## Page text
---------------

Module: DatastaxRails::SearchMethods

Included in:
Relation
Defined in:
lib/datastax_rails/relation/search_methods.rb

Overview

Relation methods for incrementally building up a search query.

Defined Under Namespace

Classes: WhereProxy

Instance Method Summary collapse

Instance Method Details

#allow_filteringDatastaxRails::Relation

By default, Cassandra will throw an error if you try to set a where condition on either a column with no index or on more than one column that isn’t part of the primary key. If you are confident that the number of records that need to be searched is low, then you can instruct it to ignore the warning. Generally you only want to do this when either the number of records in the table is very small or when one of the other where conditions that has an index will reduce the number of records to a small number.

Model.where(:name => 'johndoe', :active => true).allow_filtering

NOTE that this only applies when doing a search via a cassandra index.

---------------

## Supplied records
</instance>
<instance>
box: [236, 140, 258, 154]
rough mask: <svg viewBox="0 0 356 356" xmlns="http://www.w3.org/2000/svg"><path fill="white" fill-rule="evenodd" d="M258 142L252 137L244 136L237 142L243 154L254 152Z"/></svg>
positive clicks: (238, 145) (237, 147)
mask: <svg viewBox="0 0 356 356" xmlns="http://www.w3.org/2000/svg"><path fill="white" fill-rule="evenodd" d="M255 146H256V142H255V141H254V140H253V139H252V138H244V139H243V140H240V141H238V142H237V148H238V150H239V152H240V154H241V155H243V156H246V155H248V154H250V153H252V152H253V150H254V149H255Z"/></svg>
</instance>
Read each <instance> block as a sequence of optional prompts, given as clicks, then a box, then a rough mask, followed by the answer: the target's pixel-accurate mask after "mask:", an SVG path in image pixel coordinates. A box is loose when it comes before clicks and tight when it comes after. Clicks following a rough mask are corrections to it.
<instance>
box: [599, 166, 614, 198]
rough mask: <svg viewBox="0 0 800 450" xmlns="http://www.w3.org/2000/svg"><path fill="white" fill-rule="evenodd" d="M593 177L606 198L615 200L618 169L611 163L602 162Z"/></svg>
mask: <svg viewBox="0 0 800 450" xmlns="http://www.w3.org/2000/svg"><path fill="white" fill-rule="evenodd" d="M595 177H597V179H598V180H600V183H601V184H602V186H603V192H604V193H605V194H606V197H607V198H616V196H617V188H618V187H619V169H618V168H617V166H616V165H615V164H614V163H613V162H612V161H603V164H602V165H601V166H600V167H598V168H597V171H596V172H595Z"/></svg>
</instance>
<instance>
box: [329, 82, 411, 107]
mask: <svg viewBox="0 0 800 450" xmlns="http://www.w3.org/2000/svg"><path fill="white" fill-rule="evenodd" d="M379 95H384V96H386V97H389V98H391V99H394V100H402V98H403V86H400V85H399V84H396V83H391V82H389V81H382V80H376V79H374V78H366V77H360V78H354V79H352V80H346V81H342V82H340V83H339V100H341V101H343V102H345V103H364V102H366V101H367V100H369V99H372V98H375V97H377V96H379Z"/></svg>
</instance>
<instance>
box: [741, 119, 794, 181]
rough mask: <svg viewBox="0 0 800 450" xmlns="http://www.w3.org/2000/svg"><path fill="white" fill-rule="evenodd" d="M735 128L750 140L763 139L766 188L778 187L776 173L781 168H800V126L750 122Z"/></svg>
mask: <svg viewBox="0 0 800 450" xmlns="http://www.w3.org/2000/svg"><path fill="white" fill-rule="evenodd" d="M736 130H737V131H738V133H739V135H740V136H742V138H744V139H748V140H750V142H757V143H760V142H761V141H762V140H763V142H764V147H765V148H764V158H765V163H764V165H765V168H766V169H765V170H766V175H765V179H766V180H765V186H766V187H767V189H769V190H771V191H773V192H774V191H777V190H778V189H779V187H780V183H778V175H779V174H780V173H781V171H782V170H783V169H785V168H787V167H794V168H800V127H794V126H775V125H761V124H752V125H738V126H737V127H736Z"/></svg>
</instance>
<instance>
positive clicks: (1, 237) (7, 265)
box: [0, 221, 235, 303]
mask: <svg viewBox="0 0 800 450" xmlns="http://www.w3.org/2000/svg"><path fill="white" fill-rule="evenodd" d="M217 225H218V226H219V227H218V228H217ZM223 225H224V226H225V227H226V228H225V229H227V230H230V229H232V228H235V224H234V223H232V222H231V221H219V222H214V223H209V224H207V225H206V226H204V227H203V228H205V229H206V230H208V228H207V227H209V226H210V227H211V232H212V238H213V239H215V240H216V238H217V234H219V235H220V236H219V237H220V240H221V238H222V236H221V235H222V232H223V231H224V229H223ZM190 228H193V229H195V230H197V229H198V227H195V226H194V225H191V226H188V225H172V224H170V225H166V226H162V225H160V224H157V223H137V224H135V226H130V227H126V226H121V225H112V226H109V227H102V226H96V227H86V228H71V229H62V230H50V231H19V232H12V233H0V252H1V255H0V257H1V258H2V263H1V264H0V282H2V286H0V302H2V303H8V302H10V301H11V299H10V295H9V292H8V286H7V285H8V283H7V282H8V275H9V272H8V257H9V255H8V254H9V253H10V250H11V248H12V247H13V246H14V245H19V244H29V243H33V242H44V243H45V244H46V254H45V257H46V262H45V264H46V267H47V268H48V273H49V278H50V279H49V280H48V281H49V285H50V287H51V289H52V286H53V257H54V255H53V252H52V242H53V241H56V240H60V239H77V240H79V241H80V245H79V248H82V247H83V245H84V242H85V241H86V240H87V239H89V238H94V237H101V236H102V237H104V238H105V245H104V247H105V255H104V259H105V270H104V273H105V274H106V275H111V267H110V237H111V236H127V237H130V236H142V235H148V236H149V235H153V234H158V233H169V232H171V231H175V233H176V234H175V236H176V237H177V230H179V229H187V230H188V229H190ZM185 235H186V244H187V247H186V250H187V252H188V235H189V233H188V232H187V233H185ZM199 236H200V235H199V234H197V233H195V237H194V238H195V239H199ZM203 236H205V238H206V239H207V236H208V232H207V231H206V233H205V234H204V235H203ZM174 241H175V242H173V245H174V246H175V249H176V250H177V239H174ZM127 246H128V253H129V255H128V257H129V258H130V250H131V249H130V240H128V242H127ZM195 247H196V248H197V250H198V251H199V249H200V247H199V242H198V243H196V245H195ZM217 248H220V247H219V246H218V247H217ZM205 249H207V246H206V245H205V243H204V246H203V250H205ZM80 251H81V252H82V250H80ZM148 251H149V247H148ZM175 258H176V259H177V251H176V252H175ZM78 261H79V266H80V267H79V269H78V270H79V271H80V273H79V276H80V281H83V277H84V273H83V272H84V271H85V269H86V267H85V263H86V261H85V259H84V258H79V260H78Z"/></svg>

---------------

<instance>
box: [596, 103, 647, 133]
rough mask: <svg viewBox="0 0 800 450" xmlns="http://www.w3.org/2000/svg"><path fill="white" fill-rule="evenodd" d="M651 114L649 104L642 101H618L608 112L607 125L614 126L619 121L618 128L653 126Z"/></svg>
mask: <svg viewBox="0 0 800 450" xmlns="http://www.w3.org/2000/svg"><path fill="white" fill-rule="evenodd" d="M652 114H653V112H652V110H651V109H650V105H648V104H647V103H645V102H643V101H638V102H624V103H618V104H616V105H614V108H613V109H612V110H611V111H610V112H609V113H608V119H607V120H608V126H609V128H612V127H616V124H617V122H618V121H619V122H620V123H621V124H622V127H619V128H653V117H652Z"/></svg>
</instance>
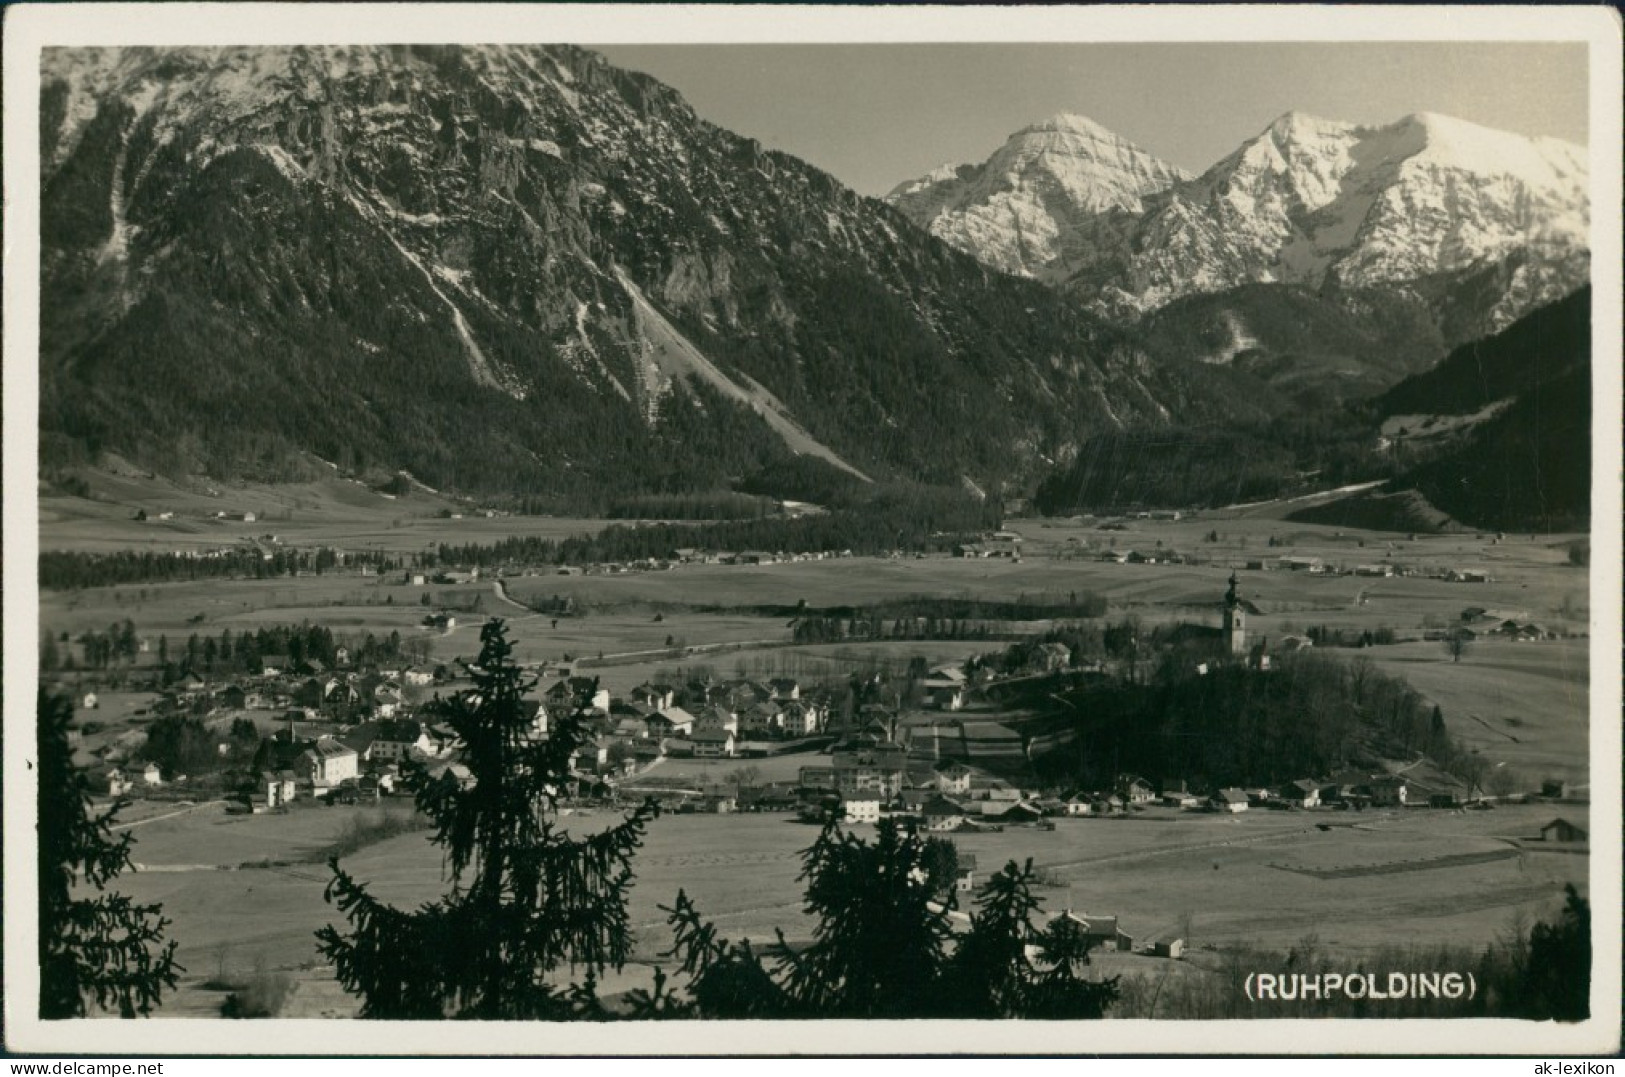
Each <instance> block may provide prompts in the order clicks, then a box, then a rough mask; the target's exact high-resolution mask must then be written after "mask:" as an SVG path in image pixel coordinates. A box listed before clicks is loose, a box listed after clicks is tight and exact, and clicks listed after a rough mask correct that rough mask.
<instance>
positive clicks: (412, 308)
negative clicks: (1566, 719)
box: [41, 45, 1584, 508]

---------------

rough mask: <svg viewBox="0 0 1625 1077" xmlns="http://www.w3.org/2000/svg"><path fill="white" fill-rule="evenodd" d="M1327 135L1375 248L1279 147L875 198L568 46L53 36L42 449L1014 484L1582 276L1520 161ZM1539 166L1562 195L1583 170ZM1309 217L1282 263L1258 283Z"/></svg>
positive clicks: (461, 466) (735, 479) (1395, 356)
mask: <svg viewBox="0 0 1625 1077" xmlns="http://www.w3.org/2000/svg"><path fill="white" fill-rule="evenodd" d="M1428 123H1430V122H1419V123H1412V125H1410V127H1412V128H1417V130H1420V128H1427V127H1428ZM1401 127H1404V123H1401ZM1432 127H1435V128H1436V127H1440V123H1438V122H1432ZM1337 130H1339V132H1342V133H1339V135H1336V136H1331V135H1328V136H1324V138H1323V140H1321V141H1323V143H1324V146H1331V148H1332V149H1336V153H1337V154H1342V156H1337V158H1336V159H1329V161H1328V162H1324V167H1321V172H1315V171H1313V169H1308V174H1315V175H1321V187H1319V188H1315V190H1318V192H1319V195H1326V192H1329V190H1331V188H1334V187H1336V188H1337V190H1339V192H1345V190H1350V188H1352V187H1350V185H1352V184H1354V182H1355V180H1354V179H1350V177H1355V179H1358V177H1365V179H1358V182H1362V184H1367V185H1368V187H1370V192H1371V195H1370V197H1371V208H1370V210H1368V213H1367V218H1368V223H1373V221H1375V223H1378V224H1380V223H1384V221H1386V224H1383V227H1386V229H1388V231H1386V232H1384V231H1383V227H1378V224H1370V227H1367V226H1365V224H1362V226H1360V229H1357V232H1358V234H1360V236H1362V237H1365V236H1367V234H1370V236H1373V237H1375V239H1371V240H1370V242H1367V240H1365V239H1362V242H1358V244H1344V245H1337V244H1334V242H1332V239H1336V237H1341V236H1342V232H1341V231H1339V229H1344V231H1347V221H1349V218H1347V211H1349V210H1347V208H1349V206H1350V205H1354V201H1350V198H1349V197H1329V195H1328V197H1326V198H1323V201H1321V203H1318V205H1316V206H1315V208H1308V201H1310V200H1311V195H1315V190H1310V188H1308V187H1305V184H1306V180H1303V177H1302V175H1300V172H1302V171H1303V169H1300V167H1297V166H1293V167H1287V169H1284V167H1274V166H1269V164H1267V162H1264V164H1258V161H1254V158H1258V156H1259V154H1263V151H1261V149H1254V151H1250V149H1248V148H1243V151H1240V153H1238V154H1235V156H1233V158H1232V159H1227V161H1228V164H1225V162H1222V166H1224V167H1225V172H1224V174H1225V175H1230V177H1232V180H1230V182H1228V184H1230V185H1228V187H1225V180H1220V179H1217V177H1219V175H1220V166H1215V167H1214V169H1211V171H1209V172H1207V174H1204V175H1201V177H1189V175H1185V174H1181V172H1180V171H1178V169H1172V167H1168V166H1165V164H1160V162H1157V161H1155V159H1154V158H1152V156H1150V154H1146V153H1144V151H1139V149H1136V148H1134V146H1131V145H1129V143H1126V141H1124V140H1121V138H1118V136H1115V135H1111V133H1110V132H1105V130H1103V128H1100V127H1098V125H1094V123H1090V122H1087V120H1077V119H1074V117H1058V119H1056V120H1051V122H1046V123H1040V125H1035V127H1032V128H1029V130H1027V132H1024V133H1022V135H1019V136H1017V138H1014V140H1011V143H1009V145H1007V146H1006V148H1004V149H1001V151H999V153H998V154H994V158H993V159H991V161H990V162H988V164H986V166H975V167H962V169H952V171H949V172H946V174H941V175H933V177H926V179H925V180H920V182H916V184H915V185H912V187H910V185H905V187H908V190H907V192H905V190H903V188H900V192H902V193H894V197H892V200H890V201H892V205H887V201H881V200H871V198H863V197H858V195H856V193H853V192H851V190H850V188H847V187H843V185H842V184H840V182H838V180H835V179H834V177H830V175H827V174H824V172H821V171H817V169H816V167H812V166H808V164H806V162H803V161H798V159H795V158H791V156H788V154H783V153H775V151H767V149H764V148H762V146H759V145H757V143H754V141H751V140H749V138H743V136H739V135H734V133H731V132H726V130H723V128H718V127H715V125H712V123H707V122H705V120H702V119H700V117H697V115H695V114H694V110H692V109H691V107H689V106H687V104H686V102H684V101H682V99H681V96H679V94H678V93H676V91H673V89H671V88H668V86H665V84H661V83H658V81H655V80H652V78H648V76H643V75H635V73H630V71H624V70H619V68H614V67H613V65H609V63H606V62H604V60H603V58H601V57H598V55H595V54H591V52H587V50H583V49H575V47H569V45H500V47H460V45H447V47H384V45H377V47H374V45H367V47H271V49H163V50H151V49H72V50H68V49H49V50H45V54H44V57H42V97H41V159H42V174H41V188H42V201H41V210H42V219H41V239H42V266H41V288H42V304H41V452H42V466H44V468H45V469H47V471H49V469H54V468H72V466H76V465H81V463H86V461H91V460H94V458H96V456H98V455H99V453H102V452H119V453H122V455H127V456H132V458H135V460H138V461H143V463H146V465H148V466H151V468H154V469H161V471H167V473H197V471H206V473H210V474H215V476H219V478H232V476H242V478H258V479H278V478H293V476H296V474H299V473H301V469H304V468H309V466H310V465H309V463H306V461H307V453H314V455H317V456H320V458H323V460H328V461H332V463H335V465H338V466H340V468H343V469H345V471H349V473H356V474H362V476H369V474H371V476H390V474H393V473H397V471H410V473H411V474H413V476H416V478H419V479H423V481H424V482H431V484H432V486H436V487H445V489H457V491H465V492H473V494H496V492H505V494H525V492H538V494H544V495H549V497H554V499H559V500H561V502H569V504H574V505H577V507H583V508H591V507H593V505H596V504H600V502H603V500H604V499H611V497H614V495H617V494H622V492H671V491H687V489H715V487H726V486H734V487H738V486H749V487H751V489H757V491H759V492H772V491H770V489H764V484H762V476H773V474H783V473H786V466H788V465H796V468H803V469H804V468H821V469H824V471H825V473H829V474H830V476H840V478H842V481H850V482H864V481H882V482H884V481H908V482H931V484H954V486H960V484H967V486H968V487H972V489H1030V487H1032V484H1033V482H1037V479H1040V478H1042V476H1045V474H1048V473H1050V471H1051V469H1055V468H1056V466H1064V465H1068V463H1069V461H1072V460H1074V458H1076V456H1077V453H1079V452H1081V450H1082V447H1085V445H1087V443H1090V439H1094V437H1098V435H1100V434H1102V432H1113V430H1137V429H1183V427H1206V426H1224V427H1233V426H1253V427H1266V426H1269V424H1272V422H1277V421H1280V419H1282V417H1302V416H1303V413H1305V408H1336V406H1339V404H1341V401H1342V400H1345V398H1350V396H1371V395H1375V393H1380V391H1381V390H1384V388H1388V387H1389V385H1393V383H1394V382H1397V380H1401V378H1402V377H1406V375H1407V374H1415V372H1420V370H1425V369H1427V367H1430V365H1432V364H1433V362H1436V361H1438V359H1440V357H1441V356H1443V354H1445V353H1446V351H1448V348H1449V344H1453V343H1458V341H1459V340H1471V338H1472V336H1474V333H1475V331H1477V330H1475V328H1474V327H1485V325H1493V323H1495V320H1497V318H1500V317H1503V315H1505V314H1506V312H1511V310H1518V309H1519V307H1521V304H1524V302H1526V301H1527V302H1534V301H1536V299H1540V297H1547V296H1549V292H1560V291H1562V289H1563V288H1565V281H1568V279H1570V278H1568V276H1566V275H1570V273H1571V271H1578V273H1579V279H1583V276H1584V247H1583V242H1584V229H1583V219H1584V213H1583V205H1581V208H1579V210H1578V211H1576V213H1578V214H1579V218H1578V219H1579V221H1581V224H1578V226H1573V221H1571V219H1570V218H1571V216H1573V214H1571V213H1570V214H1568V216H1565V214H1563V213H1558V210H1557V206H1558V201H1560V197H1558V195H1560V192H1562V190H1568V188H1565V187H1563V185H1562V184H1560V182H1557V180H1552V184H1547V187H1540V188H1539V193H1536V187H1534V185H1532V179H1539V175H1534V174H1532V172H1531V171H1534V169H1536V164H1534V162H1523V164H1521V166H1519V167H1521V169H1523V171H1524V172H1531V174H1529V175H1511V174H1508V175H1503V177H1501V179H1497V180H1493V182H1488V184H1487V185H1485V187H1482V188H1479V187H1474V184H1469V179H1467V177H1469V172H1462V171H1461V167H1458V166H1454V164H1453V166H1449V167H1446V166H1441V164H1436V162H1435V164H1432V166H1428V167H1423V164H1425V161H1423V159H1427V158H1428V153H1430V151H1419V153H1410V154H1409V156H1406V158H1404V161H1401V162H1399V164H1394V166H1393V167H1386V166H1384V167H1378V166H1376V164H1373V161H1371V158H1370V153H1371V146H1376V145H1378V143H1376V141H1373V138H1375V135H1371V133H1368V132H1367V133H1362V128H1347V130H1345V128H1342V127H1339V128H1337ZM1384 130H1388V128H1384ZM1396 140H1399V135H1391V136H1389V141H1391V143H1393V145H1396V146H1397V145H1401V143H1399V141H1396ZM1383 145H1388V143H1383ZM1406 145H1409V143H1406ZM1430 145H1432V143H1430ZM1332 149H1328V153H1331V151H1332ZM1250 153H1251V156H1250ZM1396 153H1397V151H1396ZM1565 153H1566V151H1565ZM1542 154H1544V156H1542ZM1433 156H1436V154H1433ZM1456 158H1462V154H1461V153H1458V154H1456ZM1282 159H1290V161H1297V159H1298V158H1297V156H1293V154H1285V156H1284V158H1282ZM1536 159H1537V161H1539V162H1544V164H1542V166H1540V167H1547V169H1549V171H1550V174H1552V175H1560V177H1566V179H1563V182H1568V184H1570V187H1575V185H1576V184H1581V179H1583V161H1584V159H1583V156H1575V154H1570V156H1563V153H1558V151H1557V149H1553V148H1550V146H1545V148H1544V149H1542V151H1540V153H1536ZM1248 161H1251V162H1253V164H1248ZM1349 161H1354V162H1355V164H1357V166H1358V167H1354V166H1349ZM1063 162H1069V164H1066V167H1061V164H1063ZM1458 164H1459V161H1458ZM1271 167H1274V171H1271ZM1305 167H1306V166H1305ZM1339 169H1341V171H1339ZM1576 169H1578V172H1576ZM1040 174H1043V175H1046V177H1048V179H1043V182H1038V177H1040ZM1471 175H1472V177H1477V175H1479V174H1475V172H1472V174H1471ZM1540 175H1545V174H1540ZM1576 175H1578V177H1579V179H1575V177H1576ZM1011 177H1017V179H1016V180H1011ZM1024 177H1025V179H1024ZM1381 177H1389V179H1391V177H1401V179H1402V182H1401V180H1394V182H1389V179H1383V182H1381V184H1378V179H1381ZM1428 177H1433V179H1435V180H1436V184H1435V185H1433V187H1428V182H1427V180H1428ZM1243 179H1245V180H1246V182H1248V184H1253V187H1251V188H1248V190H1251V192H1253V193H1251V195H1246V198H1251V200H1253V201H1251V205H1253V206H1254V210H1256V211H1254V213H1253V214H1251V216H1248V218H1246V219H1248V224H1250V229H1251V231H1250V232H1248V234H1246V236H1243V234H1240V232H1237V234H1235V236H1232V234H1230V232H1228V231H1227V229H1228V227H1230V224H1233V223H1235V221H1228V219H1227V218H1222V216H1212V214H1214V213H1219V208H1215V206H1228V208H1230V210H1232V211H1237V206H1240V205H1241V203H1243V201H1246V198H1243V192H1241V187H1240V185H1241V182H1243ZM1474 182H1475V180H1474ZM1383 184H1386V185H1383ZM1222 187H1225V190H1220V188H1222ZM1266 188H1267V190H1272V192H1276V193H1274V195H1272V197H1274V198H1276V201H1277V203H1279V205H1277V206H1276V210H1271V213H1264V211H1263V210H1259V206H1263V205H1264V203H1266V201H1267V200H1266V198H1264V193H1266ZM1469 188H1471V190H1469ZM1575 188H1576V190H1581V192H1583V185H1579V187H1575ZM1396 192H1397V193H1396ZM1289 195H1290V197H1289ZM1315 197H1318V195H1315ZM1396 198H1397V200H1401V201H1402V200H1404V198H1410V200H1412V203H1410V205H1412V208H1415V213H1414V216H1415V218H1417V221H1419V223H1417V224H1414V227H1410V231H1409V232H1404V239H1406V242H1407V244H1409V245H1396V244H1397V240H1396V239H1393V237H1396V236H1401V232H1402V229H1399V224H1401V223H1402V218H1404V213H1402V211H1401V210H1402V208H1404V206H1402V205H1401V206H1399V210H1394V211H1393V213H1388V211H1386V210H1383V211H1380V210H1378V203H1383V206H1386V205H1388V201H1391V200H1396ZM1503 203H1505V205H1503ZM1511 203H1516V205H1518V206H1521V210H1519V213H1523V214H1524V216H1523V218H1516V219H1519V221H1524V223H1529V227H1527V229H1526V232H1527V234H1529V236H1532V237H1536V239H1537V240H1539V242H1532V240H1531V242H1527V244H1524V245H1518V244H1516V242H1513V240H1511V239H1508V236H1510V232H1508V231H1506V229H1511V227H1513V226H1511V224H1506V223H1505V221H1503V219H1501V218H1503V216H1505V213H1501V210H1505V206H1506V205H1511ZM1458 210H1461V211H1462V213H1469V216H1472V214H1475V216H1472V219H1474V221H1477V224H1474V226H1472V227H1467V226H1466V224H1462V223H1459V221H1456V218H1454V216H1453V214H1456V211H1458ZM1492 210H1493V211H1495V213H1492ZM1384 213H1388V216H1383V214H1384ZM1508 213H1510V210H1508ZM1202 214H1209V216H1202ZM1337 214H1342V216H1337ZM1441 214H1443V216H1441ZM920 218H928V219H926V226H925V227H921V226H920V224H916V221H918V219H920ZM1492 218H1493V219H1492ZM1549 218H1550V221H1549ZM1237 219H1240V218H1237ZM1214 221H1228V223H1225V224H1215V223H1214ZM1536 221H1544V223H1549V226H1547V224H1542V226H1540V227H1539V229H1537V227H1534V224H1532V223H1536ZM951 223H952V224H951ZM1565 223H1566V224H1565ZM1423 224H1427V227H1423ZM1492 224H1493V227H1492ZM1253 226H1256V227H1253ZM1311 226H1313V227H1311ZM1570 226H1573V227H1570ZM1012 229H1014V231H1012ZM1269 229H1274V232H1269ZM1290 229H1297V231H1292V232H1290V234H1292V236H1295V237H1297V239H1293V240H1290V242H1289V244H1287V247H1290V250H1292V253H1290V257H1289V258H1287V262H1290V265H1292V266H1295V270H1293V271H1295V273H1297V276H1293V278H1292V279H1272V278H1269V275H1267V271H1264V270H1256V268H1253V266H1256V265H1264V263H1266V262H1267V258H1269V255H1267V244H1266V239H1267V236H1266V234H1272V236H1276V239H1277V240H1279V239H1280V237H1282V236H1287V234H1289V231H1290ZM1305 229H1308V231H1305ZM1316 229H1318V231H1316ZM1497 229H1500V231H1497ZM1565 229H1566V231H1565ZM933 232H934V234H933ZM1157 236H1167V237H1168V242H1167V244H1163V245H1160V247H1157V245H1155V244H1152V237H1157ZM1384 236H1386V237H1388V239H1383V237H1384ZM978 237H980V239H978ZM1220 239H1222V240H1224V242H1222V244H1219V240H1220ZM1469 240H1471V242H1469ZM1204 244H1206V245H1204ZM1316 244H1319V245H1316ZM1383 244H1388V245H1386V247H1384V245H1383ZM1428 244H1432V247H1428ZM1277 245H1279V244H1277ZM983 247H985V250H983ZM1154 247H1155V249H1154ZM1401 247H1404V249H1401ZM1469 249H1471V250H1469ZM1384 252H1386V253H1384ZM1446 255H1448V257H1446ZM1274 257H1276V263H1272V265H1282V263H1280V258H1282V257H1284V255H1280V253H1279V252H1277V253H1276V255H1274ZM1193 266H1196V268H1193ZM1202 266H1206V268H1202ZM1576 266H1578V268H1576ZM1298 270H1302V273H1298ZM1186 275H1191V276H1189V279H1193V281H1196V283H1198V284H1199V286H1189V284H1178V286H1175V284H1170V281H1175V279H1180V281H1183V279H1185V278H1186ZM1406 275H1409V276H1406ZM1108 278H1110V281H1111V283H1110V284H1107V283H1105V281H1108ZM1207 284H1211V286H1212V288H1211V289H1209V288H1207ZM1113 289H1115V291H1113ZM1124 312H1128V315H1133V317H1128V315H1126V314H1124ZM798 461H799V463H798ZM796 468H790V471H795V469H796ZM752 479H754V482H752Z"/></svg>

---------------

## Apply what you read
1. Copy out verbatim the lines of the listing, starting at the line containing "135L1375 248L1279 147L875" and ending at the line containing "positive clicks: (461, 466)".
2. Write the next part of the DatastaxRails search methods documentation, picking up after its last sentence.

## Responses by task
1.
rough mask: <svg viewBox="0 0 1625 1077" xmlns="http://www.w3.org/2000/svg"><path fill="white" fill-rule="evenodd" d="M1327 135L1375 248L1279 147L875 198L568 46L53 36L42 449L1014 484L1582 276L1520 161ZM1539 166L1562 195L1583 170ZM1309 217L1282 263L1258 283Z"/></svg>
positive clicks: (461, 466) (735, 479) (1395, 356)

2.
Returns:



17
18
19
20
21
# File 'lib/datastax_rails/relation/search_methods.rb', line 17

def allow_filtering
  clone.tap do |r|
    r.allow_filtering_value = true
  end
end

#compute_stats(*fields) ⇒ DatastaxRails::Relation

Have SOLR compute stats for a given numeric field. Status computed include:

  • min

  • max

  • sum

  • sum of squares

  • mean

  • standard deviation

    Model.compute_stats(:price) Model.compute_stats(:price, :quantity)

NOTE: This is only compatible with solr queries. It will be ignored when a CQL query is made.

Parameters:

  • fields (Symbol)

    the field to compute stats on

Returns:



318
319
320
321
322
323
324
# File 'lib/datastax_rails/relation/search_methods.rb', line 318

def compute_stats(*fields)
  return self if fields.empty?

  clone.tap do |r|
    r.stats_values += Array.wrap(fields)
  end
end

#consistency(level) ⇒ DatastaxRails::Relation

The default consistency level for DSR is QUORUM when searching by ID. For all searches using SOLR, the default consistency is ONE. Use this to override it in either case.

Model.consistency(:local_quorum).find("12345")

Note that Solr searches don’t allow you to specify the consistency level. DSR sort of gets around this by taking the search results and then going to Cassandra to retrieve the objects by ID using the consistency you specified. However, it is possible that you might not get all of the records you are expecting if the SOLR node you were talking to hasn’t been updated yet with the results. In practice, this should not happen for records that were created over your connection, but it is possible for other connections to create records that you can’t see yet.

Valid consistency levels are:

  • :any

  • :one

  • :quorum

  • :local_quorum (if using Network Topology)

  • :each_quorum (if using Network Topology)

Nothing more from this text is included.